The increased humidity increased the intake air stream density...I'm thinking you have a lean condition when the engine is acting up.  The O2 sensor and PCM compensate, so this shouldn't be confused with an ultra-lean air/fuel (A/F) ratio; A/F is carefully controlled on your engine.  If the TPS calibration is not en sync with the actual throttle valve angle, you could have an issue.  Another source of a lean condition (a vacuum leak, too) is a worn throttle shaft or shaft bores.  Spray a fine mist of carburetor cleaner at the throttle shaft ends of the throttle body with the engine idling.  Listen for a change in engine speed.  This is an air leak source that can cause havoc.  Rule out a throttle shaft or TB related leak before condemning the TPS and throttle valve synchronization.

Tip:  If you do suspect that the TPS is out of sync with the throttle valve and would like to test TPS voltage responses in a new way, take a TPS that you can sacrifice for this test and try elongating the mounting holes on the plastic TPS switch; remove the TPS's locating stub to make it possible to rotate/adjust the TPS.  Play with the TPS adjustment, noting the throttle valve angle carefully, and see if you get a change in engine performance.

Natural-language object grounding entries
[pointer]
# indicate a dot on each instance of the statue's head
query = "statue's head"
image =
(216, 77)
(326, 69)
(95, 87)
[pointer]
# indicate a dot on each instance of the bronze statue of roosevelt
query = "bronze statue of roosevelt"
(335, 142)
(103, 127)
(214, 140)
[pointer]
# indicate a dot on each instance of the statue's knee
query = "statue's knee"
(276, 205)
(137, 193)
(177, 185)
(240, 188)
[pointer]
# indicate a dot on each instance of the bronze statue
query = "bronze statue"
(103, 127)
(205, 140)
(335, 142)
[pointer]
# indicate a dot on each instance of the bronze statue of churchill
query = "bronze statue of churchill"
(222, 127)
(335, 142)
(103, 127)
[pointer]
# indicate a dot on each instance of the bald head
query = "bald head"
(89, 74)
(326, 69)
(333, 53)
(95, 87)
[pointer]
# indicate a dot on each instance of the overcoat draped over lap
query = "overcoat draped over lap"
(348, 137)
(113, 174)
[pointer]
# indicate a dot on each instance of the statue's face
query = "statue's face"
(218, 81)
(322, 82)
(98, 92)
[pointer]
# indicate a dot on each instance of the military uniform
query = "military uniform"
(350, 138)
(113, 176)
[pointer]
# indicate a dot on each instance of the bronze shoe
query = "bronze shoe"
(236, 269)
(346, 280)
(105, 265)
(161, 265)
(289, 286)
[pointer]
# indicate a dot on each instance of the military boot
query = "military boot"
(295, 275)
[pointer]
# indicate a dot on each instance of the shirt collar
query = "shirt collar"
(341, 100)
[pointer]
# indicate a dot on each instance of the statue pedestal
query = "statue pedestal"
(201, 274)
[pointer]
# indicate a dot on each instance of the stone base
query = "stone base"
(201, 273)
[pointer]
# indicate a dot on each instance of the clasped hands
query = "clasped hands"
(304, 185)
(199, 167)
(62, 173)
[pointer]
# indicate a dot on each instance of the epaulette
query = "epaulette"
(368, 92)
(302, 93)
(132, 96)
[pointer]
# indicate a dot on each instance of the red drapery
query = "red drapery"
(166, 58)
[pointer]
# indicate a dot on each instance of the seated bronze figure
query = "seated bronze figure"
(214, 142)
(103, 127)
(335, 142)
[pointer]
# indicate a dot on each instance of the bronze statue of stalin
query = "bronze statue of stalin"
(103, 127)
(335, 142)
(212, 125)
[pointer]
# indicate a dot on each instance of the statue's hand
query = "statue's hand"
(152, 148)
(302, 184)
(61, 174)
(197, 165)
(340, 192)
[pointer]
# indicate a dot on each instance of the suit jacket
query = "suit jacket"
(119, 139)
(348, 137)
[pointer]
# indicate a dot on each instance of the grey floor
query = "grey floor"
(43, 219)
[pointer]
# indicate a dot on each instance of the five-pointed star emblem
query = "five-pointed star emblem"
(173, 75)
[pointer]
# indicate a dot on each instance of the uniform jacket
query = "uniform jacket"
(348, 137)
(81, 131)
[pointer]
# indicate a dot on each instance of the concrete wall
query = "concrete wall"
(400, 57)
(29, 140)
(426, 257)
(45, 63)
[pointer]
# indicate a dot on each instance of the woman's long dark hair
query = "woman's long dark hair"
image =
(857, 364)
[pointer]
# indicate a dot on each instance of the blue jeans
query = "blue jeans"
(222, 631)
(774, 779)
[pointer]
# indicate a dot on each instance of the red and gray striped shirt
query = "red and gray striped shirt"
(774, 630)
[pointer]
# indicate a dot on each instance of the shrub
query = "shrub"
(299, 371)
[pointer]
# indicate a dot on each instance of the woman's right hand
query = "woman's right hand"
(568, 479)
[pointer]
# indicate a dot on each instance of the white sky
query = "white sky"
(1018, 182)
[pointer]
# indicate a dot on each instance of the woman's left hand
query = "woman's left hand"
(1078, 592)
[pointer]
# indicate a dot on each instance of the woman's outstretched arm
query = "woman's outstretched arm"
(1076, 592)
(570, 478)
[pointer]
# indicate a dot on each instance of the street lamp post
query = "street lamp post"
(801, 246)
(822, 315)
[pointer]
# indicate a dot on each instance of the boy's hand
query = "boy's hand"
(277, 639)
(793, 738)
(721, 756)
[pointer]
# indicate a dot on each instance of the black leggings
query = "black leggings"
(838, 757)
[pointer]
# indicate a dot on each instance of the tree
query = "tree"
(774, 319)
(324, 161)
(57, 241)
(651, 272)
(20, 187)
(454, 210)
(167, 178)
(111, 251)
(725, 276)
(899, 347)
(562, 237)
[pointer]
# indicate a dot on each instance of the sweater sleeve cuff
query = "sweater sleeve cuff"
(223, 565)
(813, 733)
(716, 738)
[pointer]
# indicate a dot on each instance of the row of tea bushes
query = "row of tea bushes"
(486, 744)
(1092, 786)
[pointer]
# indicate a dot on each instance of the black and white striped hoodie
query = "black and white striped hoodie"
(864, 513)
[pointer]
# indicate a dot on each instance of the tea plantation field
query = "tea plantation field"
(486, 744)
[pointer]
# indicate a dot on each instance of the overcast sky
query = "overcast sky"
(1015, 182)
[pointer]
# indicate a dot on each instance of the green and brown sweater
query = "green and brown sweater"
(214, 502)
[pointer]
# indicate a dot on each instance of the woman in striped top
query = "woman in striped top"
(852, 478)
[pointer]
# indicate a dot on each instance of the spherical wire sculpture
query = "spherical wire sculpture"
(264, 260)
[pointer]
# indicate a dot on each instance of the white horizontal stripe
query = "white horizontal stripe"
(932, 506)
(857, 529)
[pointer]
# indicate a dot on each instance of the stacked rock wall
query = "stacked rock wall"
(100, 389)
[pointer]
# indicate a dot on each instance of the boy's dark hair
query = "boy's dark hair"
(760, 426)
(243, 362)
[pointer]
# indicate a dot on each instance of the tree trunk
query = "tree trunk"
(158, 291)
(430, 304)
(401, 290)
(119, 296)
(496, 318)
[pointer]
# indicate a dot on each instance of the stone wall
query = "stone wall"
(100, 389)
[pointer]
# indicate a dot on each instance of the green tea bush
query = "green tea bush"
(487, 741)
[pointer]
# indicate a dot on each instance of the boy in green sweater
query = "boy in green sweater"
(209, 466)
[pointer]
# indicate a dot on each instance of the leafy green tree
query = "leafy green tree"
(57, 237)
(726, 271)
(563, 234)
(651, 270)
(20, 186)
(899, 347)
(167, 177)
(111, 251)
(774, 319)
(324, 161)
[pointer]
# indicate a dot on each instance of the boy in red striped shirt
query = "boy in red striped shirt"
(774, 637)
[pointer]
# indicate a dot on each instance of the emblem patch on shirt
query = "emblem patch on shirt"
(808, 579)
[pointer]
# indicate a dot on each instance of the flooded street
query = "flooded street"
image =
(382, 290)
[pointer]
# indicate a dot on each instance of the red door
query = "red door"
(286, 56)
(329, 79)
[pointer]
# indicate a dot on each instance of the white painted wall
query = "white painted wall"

EXERCISE SET:
1) Transcribe the passage on the lean condition and throttle position sensor, starting with "The increased humidity" and going on through "throttle valve synchronization.".
2) Go on with the text about the throttle position sensor and lean condition, picking up right after its last sentence.
The entries have nothing to do with what comes next.

RESPONSES PER TASK:
1)
The increased humidity increased the intake air stream density...I'm thinking you have a lean condition when the engine is acting up.  The O2 sensor and PCM compensate, so this shouldn't be confused with an ultra-lean air/fuel (A/F) ratio; A/F is carefully controlled on your engine.  If the TPS calibration is not en sync with the actual throttle valve angle, you could have an issue.  Another source of a lean condition (a vacuum leak, too) is a worn throttle shaft or shaft bores.  Spray a fine mist of carburetor cleaner at the throttle shaft ends of the throttle body with the engine idling.  Listen for a change in engine speed.  This is an air leak source that can cause havoc.  Rule out a throttle shaft or TB related leak before condemning the TPS and throttle valve synchronization.

2)
The IAC can also create a lean condition.  The fact that the engine runs better with higher humidity hints that you are "normally" running lean—or have a throttle valve not reflecting the position of the TPS.  IAC would be more likely an idle issue, though it could contribute to deceleration pop, but IAC would be an unlikely source for your slight miss under load.

What do the spark plugs reflect?  See whether there's an indication of a lean mix.  Avoiding a a trip to the burn ward, carefully remove a spark plug after a heavy pull followed by immediate ignition shut-off with the clutch pedal depressed.  This is an old and often helpful diagnostic tool.  Typically, the plug insulation looks very light, often tan/white on these emission MPI/EFI engines.  See what turns up.  Take a cell phone photo of the spark plug, we'll talk about it.